*Written task 1:*
Update the records from their first line through the line containing "194 329 L 200". Replace "cream blazer" with "ivory blazer", keep everything else the same, and return only those lines.

━━━━━ Passage

Europe has the capacity to receive refugees, they just don't want to.
Photo courtesy of Flickr user Martin Leveneur
On October 20, 2015, the residents of an asylum center in Munkedal in western Sweden woke to screams, smoke and searing heat: their temporary home was on fire. The Swedish police would later declare the Munkedal fire the latest of ten suspected arson attacks on either planned or established asylum centers across the country this year, with the last four occurring in the space of just one week. Starting on October 13th, every other morning has brought reports of another fire, along with more photographs of blackened walls and charred, hollowed-out spaces where beds and kitchens used to stand.
And the week wasn’t over. On Thursday morning, October 22nd, a 21-year-old Nazi sympathizer named Anton Lundin Petterson entered a school in a multicultural neighborhood in western Sweden, killing two people and wounding two others with a sword before being shot to death by the police. The incident has officially been labeled a hate crime.
It’s been a long, strange summer in Europe. For months, newspaper readers, TV watchers, social media aficionados, and perhaps the odd tourist on Kos or Lampedusa gazing absent-mindedly up from their beach reading could watch refugees and migrants from the Middle East and Africa trying to flee across the Mediterranean in overcrowded boats, or trying to travel north through the Balkans and Central Europe by car or on foot. They could watch and hear people drowning or being rescued; listen to reports of the numbers of dead, the numbers of saved. 800 drowned off the Libyan coast. 71 suffocated. 7,000 rescued. 2,643 dead. It began to sound like the weather.
Then it’s September. October. The leaves turn gold and brown; birds fly south. And the most recent images arrive from Hungary, Austria, Macedonia, Serbia. Images of people who’ve walked for days without food or water. Who’ve been imprisoned behind fences and barbed wire, inside trains that do not move. Some clutch cardboard signs that read, simply, Germany. Or, Where is the UN?
Is there a “migration crisis” in Europe? What does it mean to call the movement of people from one area of the world into another a “crisis”—an emergency, a catastrophe, a problem of “biblical proportions,” to quote the UK’s The Telegraph?

━━━━━━━━━━
━━━━━ Given data

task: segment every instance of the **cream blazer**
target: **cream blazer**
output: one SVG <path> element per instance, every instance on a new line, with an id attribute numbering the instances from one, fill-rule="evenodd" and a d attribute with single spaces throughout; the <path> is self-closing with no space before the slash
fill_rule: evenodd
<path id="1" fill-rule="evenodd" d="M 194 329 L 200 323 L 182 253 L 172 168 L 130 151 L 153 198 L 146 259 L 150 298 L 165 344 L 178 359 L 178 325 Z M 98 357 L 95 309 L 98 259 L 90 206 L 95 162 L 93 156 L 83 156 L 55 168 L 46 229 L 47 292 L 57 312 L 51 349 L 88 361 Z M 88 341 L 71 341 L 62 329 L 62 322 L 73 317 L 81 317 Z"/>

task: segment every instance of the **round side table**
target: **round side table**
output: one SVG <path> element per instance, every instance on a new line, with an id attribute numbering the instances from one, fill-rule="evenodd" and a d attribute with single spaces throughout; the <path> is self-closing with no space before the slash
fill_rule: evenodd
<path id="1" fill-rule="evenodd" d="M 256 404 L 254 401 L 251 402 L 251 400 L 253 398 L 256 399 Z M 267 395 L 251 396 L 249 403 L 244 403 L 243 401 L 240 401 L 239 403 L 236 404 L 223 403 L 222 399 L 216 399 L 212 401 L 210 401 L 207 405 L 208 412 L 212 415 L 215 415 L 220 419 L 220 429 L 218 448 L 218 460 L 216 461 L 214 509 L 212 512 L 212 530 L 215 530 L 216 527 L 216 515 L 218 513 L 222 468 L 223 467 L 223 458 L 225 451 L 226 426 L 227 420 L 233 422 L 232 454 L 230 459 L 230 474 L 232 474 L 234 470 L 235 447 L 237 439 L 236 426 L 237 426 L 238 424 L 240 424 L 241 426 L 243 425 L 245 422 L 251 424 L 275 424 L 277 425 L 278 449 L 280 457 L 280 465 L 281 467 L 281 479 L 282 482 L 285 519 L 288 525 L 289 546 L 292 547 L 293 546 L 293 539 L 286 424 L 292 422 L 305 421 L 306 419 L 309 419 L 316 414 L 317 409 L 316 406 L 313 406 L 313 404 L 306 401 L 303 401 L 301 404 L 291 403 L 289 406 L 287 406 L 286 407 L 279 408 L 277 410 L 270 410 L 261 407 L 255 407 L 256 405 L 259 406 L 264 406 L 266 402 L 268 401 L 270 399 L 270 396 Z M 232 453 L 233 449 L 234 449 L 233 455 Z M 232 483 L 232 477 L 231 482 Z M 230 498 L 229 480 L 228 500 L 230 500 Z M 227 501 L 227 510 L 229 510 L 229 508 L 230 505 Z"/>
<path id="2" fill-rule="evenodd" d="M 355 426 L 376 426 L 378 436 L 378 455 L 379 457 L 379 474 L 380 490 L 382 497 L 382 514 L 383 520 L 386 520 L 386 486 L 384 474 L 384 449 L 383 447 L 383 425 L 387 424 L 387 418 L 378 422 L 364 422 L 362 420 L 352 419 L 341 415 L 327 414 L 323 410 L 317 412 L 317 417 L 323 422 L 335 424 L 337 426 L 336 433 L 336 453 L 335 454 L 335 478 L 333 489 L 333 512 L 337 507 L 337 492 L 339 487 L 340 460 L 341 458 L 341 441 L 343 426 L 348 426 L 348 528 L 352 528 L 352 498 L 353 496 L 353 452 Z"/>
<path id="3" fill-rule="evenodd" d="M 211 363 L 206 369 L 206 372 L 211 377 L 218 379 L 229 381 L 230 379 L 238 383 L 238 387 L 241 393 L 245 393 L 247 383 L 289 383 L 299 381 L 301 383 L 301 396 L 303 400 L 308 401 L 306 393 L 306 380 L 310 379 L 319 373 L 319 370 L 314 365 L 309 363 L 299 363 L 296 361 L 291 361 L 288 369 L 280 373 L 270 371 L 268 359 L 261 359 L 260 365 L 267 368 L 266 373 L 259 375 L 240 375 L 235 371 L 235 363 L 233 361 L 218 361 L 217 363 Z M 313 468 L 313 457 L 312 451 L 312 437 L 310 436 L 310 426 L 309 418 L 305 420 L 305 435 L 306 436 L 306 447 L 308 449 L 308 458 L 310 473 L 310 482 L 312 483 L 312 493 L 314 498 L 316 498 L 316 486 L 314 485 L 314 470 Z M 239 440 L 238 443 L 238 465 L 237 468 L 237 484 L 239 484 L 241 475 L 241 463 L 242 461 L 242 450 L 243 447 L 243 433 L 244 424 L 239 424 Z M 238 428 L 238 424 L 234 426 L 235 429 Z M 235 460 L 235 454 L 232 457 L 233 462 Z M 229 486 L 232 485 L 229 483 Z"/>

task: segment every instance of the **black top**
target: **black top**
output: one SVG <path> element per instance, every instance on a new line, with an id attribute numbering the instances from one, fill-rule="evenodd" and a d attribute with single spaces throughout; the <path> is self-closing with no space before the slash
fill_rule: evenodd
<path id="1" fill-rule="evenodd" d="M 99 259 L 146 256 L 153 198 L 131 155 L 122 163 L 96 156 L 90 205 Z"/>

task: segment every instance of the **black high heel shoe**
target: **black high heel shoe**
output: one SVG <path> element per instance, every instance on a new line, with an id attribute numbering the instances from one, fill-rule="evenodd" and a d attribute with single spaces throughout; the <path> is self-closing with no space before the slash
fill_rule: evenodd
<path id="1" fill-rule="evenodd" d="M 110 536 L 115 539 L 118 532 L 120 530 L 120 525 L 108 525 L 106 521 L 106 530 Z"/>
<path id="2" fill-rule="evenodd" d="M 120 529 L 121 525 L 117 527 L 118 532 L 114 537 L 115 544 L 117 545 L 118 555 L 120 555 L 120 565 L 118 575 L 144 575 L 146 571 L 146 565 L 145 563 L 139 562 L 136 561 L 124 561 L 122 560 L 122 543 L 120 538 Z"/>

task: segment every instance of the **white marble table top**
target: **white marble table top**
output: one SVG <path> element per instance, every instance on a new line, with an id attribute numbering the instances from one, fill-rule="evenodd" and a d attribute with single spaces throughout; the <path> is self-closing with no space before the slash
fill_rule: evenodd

━━━━━━━━━━

*Written task 2:*
According to the passage on refugees in Europe, where was the asylum center that caught fire on October 20, 2015?

*Complete response 1:*
task: segment every instance of the **ivory blazer**
target: **ivory blazer**
output: one SVG <path> element per instance, every instance on a new line, with an id attribute numbering the instances from one, fill-rule="evenodd" and a d attribute with single spaces throughout; the <path> is self-closing with no space before the slash
fill_rule: evenodd
<path id="1" fill-rule="evenodd" d="M 194 329 L 200 323 L 182 253 L 172 168 L 130 151 L 153 198 L 146 259 L 150 298 L 165 344 L 178 359 L 178 325 Z M 98 357 L 95 309 L 98 259 L 90 206 L 95 162 L 93 156 L 83 156 L 55 168 L 46 229 L 47 292 L 57 312 L 51 349 L 88 361 Z M 88 341 L 71 341 L 62 329 L 62 322 L 73 317 L 81 317 Z"/>

*Complete response 2:*
It was in Munkedal, in western Sweden.